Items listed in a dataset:

───

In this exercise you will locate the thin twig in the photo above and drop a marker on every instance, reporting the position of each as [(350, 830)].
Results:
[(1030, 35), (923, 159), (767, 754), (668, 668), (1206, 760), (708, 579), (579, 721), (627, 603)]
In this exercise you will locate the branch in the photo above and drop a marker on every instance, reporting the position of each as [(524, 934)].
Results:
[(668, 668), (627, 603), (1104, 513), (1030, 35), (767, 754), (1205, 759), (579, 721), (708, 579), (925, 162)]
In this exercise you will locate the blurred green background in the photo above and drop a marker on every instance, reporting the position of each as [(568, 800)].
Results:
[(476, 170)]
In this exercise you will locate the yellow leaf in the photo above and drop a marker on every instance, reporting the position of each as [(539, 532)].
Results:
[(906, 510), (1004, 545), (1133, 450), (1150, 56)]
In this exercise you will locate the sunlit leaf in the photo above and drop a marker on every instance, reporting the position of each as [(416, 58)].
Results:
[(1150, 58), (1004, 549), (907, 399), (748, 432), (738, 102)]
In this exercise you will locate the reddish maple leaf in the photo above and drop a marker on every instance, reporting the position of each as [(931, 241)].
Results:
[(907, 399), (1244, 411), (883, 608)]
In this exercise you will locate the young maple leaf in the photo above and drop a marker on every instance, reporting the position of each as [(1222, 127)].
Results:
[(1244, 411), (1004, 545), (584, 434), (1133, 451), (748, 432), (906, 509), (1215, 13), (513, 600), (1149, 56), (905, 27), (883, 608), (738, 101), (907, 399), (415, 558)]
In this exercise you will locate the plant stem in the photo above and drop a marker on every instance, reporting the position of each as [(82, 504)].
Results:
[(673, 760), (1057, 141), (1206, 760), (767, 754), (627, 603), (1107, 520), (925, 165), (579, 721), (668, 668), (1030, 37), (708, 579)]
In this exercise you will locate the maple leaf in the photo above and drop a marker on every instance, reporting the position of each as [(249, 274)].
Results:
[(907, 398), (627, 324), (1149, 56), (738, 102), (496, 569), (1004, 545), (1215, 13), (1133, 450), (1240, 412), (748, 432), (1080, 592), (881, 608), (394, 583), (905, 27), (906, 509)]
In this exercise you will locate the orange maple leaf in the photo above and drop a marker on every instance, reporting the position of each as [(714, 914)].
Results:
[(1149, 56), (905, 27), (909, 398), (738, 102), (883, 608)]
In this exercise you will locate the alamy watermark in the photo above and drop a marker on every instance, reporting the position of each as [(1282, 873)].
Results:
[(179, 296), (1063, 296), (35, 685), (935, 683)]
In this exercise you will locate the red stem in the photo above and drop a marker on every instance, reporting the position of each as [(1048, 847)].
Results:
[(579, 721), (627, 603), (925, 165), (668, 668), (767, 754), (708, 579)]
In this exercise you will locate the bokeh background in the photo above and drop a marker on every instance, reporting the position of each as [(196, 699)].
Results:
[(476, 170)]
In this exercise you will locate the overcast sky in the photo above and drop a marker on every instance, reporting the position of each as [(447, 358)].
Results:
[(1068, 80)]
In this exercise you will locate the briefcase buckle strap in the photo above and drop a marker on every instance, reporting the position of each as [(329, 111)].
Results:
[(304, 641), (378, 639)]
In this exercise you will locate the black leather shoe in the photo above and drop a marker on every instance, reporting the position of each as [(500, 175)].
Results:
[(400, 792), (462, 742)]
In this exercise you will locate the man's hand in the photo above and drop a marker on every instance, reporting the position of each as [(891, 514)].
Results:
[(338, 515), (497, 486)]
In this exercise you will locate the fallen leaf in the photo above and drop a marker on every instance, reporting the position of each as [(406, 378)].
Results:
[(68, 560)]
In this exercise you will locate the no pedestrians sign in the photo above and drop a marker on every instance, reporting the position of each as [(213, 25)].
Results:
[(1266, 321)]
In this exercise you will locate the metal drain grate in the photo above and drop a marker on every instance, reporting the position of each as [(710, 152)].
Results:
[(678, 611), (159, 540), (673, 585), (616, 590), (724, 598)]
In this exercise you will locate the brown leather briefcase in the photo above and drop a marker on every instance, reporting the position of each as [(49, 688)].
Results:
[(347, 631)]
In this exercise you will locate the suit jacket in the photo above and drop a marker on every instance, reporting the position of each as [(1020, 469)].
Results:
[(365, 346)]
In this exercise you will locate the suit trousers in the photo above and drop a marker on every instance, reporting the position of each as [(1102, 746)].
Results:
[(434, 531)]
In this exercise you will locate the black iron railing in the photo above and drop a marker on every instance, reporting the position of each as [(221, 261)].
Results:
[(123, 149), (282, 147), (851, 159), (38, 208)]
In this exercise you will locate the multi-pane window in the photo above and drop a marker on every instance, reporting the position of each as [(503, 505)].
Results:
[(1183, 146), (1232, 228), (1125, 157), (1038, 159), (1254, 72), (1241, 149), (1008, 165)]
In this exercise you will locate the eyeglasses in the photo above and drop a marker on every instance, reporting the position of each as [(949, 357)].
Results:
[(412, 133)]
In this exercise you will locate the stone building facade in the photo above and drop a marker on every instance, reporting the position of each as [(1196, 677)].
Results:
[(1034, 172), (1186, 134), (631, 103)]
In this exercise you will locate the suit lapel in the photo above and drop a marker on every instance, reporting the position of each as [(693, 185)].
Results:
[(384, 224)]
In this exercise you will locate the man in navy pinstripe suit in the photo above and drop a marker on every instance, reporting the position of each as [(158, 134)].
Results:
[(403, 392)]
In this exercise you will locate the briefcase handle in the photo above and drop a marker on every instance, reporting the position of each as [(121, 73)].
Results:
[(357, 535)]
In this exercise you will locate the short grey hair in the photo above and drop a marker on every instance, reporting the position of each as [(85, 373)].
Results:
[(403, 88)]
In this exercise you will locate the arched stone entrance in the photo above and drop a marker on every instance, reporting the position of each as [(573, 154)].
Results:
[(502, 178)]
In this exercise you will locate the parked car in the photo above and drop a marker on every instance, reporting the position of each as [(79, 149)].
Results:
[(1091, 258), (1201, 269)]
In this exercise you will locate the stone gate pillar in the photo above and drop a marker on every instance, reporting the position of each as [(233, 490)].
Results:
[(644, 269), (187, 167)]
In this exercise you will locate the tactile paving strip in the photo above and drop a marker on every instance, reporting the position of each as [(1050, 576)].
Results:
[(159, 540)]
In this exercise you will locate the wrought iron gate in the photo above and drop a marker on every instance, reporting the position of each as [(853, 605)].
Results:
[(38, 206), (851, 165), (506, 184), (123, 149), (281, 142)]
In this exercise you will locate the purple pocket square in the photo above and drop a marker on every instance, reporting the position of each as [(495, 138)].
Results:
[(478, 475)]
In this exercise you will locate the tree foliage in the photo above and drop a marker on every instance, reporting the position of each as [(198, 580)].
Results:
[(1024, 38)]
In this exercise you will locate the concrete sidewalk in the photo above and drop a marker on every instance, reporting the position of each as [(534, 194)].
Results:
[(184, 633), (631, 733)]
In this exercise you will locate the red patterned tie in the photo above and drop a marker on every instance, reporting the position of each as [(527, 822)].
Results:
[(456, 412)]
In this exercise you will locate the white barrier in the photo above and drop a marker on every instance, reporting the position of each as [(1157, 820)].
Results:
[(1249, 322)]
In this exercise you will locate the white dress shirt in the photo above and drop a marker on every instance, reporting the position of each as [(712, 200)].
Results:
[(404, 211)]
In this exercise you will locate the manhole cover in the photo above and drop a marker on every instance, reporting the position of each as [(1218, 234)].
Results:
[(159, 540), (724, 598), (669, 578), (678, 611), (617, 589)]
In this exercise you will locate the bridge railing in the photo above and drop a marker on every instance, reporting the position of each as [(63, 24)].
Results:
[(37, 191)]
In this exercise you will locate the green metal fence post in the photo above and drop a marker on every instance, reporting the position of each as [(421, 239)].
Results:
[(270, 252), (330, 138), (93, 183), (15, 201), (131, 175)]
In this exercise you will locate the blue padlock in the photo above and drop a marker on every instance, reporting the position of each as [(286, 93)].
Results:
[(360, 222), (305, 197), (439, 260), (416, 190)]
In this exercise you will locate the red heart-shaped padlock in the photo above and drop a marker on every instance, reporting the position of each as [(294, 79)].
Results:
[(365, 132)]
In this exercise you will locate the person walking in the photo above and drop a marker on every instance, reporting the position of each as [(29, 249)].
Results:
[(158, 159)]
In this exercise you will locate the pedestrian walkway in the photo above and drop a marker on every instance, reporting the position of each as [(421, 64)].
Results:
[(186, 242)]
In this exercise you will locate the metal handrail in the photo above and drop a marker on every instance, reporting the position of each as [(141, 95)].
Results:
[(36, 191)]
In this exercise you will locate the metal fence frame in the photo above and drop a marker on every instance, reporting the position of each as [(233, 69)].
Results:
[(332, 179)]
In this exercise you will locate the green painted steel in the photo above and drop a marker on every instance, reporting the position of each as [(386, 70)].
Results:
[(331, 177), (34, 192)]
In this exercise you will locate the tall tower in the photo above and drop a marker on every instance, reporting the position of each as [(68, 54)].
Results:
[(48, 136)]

───

**Aim**
Print the lines of the listing above exactly as they stand, starting at the line that contains "In this exercise you will locate the suit lapel" and ending at the line that contains "[(644, 269), (187, 167)]".

**Solution to this task**
In this exercise you will locate the suit lapel in the photo above and drop a marker on every instance, reporting the position of each as [(693, 185)].
Results:
[(384, 224)]
In this exercise you will locate the man in navy pinstripe suit in the photo above and drop a marker on every instance, reporting the position of each as [(158, 134)].
Results:
[(403, 392)]
In this exercise you will locate the briefcase handle in the photo above and drop a marker on every instance, reporting the position of each as [(121, 73)].
Results:
[(357, 535)]
In this exercise you will locate the short grey hair in the photo above and drop a marker on every instance, reporting the position of each as [(85, 373)].
Results:
[(403, 88)]
In this exercise you will locate the arched stone entrance in the photo above and drop a marker on every instance, reporting the position of each as [(573, 154)].
Results:
[(502, 178)]
In this exercise you will locate the parked car in the photo above and drop a marker on every instance, reporting the position of each as [(79, 149)].
Results:
[(1091, 258), (1201, 269)]
In this exercise you will locate the stone gate pillar in the photo above and drop a marker on every instance, reporting the position of each as [(233, 490)].
Results:
[(644, 269), (187, 167)]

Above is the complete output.